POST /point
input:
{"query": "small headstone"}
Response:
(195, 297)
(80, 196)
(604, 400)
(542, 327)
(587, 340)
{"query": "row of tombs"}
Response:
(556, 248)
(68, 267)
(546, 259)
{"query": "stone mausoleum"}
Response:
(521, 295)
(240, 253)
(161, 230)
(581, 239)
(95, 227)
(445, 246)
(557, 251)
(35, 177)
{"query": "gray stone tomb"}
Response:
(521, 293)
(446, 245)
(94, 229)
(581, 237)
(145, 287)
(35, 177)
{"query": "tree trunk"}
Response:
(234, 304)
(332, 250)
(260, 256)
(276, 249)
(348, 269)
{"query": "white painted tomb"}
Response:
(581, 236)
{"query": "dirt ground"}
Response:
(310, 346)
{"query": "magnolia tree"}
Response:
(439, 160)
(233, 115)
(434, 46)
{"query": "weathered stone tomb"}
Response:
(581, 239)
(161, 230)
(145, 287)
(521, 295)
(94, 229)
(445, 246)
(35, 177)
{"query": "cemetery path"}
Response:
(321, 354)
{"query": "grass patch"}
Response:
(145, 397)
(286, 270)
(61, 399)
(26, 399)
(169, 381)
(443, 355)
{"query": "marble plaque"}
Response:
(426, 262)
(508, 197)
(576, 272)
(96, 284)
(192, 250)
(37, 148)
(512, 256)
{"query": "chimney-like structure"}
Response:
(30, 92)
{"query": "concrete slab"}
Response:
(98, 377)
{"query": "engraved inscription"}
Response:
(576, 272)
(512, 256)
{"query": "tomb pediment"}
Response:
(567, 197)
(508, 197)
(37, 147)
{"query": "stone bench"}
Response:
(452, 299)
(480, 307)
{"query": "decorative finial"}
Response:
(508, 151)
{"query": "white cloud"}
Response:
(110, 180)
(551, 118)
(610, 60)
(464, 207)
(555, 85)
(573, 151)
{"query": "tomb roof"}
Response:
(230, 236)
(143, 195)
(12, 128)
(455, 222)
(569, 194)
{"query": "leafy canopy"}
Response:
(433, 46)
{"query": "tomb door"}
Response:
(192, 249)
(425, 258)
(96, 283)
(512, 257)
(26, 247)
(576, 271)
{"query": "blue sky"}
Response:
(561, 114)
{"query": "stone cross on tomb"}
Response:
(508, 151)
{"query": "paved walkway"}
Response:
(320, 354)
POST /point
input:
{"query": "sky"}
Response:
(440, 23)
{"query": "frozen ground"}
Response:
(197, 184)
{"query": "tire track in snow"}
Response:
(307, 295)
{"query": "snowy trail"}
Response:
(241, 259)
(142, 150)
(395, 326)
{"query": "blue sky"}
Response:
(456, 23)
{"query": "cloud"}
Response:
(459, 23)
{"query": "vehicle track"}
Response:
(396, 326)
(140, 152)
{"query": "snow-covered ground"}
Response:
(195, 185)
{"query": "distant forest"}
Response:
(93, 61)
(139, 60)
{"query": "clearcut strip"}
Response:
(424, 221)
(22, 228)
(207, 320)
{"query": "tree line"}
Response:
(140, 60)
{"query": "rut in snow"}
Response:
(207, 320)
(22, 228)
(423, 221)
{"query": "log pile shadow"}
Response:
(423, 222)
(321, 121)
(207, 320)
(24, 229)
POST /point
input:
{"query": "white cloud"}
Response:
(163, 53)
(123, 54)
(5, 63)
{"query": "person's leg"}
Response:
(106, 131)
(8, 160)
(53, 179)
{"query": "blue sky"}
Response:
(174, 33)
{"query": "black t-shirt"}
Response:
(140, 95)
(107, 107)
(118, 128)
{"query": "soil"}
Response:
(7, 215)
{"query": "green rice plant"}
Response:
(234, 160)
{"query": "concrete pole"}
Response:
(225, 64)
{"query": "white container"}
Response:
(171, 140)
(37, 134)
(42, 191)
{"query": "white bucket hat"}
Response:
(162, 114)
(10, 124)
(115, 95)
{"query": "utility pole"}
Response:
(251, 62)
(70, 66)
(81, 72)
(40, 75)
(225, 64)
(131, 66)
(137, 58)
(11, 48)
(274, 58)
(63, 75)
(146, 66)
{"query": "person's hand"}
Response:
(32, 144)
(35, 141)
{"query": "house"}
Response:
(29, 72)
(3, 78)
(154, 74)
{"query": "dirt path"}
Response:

- - - - - - -

> **EXERCISE DESCRIPTION**:
Each entry above is to be transcribed word for word.

> **ANSWER TO THIS TASK**:
POST /point
input:
{"query": "small headstone"}
Response:
(195, 297)
(80, 196)
(604, 400)
(542, 327)
(587, 340)
{"query": "row of tombs"}
Response:
(556, 248)
(68, 267)
(546, 259)
{"query": "stone mausoleum"}
Response:
(521, 295)
(240, 253)
(161, 230)
(581, 239)
(95, 227)
(445, 246)
(557, 251)
(35, 177)
{"query": "gray stone tomb"}
Response:
(521, 293)
(446, 245)
(94, 229)
(581, 237)
(145, 287)
(35, 177)
{"query": "tree trunk"}
Response:
(234, 304)
(332, 250)
(260, 256)
(276, 249)
(348, 269)
{"query": "white painted tomb"}
Response:
(581, 236)
{"query": "dirt ground"}
Response:
(310, 346)
{"query": "magnolia tree"}
Response:
(439, 160)
(233, 115)
(434, 46)
{"query": "weathered stone tomb"}
Response:
(581, 239)
(161, 230)
(145, 287)
(521, 295)
(94, 229)
(445, 246)
(35, 177)
{"query": "cemetery path"}
Response:
(321, 354)
{"query": "grass patch"}
Response:
(145, 397)
(286, 270)
(61, 399)
(26, 399)
(169, 381)
(443, 355)
{"query": "marble plaque"}
Response:
(426, 262)
(508, 197)
(576, 272)
(96, 284)
(192, 250)
(37, 148)
(512, 256)
{"query": "chimney-like structure"}
Response:
(30, 92)
{"query": "concrete slab"}
Response:
(98, 377)
{"query": "engraved inscription"}
Response:
(576, 272)
(512, 256)
{"query": "tomb pediment"}
Response:
(567, 197)
(508, 197)
(37, 147)
{"query": "stone bench"}
Response:
(452, 299)
(480, 307)
{"query": "decorative finial"}
Response:
(508, 151)
{"query": "white cloud"}
Response:
(110, 180)
(551, 118)
(610, 60)
(464, 207)
(555, 85)
(573, 151)
{"query": "tomb roof"}
Response:
(230, 236)
(143, 195)
(12, 128)
(455, 222)
(569, 194)
{"query": "leafy canopy"}
Response:
(433, 46)
{"query": "tomb door"}
Response:
(192, 249)
(425, 258)
(96, 283)
(512, 257)
(26, 247)
(576, 271)
{"query": "blue sky"}
Response:
(561, 114)
{"query": "stone cross on tomb"}
Response:
(508, 151)
{"query": "paved walkway"}
Response:
(320, 354)
POST /point
input:
{"query": "sky"}
Response:
(440, 23)
{"query": "frozen ground"}
Response:
(197, 184)
{"query": "tire track in snow"}
Response:
(307, 295)
{"query": "snowy trail"}
Response:
(241, 259)
(142, 150)
(395, 326)
{"query": "blue sky"}
Response:
(456, 23)
{"query": "cloud"}
Response:
(459, 23)
{"query": "vehicle track"}
Response:
(396, 326)
(140, 152)
{"query": "snow-covered ground"}
Response:
(195, 185)
{"query": "distant forest"}
Response:
(93, 61)
(139, 60)
{"query": "clearcut strip"}
Response:
(424, 221)
(22, 228)
(207, 320)
{"query": "tree line"}
Response:
(140, 60)
{"query": "rut in snow"}
Response:
(207, 320)
(22, 228)
(423, 221)
{"query": "log pile shadow"}
Response:
(423, 222)
(321, 121)
(207, 320)
(24, 229)
POST /point
input:
{"query": "white cloud"}
Response:
(163, 53)
(123, 54)
(5, 63)
{"query": "person's leg"}
Response:
(106, 131)
(8, 160)
(53, 179)
{"query": "blue sky"}
Response:
(174, 33)
{"query": "black t-shirt"}
Response:
(140, 95)
(107, 107)
(118, 128)
{"query": "soil"}
Response:
(7, 215)
{"query": "green rice plant"}
Response:
(234, 160)
{"query": "concrete pole"}
Response:
(225, 64)
{"query": "white container"}
Response:
(171, 140)
(37, 134)
(42, 191)
{"query": "white bucket hat"}
Response:
(162, 114)
(10, 124)
(115, 95)
{"query": "utility pole"}
Response:
(251, 62)
(70, 66)
(81, 72)
(40, 75)
(225, 64)
(131, 66)
(137, 58)
(11, 48)
(274, 58)
(63, 75)
(146, 66)
{"query": "person's hand"}
Response:
(32, 144)
(35, 141)
{"query": "house"}
Response:
(29, 72)
(3, 78)
(154, 74)
{"query": "dirt path"}
Response:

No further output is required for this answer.